# ASSIGNED TASK
Copy the following data word for word, keeping every line and character unchanged.

# DATA SHOWN
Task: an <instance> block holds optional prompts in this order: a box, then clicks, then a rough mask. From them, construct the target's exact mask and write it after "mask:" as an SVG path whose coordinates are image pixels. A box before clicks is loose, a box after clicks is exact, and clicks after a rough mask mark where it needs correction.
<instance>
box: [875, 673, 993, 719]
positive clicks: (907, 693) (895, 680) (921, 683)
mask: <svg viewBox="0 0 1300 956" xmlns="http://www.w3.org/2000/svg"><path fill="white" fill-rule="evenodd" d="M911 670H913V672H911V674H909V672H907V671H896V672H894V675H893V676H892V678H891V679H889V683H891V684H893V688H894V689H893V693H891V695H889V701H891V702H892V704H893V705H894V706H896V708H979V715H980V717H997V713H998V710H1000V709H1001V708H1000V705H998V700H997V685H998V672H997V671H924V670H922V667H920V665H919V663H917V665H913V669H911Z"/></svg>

# ANSWER FOR THE TASK
Task: an <instance> block holds optional prompts in this order: a box, then clicks, then a rough mask. From them, construct the target's exact mask and write it after "mask:" as an SVG path whose coordinates are image pixels. A box before clicks is loose, a box after clicks is exact, and clicks after a rough mask mark where it needs correction.
<instance>
box: [875, 673, 993, 719]
positive clicks: (907, 693) (895, 680) (921, 683)
mask: <svg viewBox="0 0 1300 956" xmlns="http://www.w3.org/2000/svg"><path fill="white" fill-rule="evenodd" d="M911 670H913V672H911V674H909V672H907V671H896V672H894V675H893V676H892V678H891V679H889V683H891V684H893V688H894V689H893V693H891V695H889V701H891V702H892V704H893V705H894V706H896V708H979V715H980V717H997V713H998V710H1000V709H1001V708H1000V705H998V700H997V685H998V672H997V671H924V670H922V667H920V665H919V663H917V665H913V669H911Z"/></svg>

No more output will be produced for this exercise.